** Задания **
A) Что, согласно тексту о китайском общественном строе, лежит в основе общественного строя в Китае?
B) Перепишите фрагмент текста о китайском общественном строе: начните со слов «В СМУТУ XXI» и остановитесь после слов «другому, более старшему.».
C) Объясните по тексту о китайском общественном строе, как устроена Семья, лежащая в основе общественного строя в Китае.

** Исходный текст **
-.-.-
Отправляет email-рассылки с помощью сервиса Sendsay
  Все выпуски  

Всемирная история от Алексея Фанталова Китайская зарисовка Вл. Соловьева


Виктор Феллер.

В СМУТУ XXI ВЕКА

 

Китайская зарисовка Вл. Соловьева

Владимир Соловьев в статье, написанной в конце XIX века, характеризует видимые основы общественного строя в Китае.

В основе общественного строя лежит Семья – иерархия, поднимающаяся от сына к отцу, от отца к деду, от деда к прадеду и дальше, от одного предка к другому, более старшему.
-.-.-
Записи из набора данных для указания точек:
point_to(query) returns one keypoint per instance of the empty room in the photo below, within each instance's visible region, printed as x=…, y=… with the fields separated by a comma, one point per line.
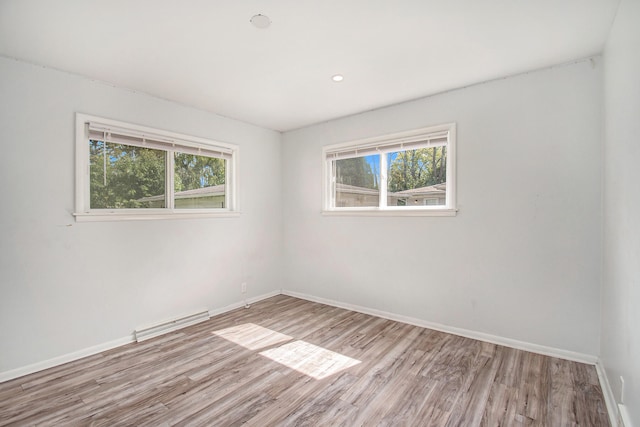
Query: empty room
x=320, y=213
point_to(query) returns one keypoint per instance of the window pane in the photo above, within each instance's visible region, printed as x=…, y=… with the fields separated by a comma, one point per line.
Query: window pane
x=124, y=176
x=417, y=177
x=199, y=182
x=356, y=181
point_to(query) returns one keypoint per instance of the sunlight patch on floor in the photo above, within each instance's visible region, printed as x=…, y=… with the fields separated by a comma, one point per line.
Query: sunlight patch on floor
x=309, y=359
x=252, y=336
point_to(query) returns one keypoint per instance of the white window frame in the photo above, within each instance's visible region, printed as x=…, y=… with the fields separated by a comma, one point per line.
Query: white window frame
x=163, y=141
x=417, y=138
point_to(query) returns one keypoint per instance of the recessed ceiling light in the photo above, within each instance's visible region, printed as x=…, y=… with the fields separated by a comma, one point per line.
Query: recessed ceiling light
x=260, y=21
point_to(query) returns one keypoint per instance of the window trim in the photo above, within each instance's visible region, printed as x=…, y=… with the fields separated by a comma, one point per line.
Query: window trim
x=390, y=143
x=83, y=211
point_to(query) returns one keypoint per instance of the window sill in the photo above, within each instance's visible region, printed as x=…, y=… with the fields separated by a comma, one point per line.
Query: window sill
x=390, y=212
x=146, y=216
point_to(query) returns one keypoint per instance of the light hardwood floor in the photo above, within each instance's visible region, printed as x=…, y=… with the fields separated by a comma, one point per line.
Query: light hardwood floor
x=388, y=373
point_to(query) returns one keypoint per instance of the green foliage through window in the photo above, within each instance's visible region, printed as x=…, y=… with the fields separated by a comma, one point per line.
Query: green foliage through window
x=129, y=177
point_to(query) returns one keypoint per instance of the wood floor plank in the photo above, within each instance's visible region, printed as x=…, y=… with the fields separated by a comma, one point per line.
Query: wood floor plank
x=405, y=376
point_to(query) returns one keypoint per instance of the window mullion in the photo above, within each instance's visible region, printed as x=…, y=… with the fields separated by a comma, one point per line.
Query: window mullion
x=170, y=180
x=383, y=181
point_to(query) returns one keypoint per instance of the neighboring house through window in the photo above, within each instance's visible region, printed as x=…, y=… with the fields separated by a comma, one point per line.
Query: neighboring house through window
x=406, y=173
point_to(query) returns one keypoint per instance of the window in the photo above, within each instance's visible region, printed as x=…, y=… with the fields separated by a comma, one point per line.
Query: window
x=410, y=173
x=127, y=171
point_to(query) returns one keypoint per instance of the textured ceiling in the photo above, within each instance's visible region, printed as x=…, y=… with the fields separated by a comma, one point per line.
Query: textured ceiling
x=206, y=53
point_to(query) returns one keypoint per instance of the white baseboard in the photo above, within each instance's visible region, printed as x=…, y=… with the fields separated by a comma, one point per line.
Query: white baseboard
x=493, y=339
x=65, y=358
x=70, y=357
x=609, y=398
x=227, y=308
-.-.-
** Решения по заданиям **
A) В основе общественного строя лежит Семья.

B)
В СМУТУ XXI ВЕКА

 

Китайская зарисовка Вл. Соловьева

Владимир Соловьев в статье, написанной в конце XIX века, характеризует видимые основы общественного строя в Китае.

В основе общественного строя лежит Семья – иерархия, поднимающаяся от сына к отцу, от отца к деду, от деда к прадеду и дальше, от одного предка к другому, более старшему.

C) Семья — это иерархия, которая поднимается от сына к отцу, от отца к деду, от деда к прадеду и дальше, от одного предка к другому, более старшему.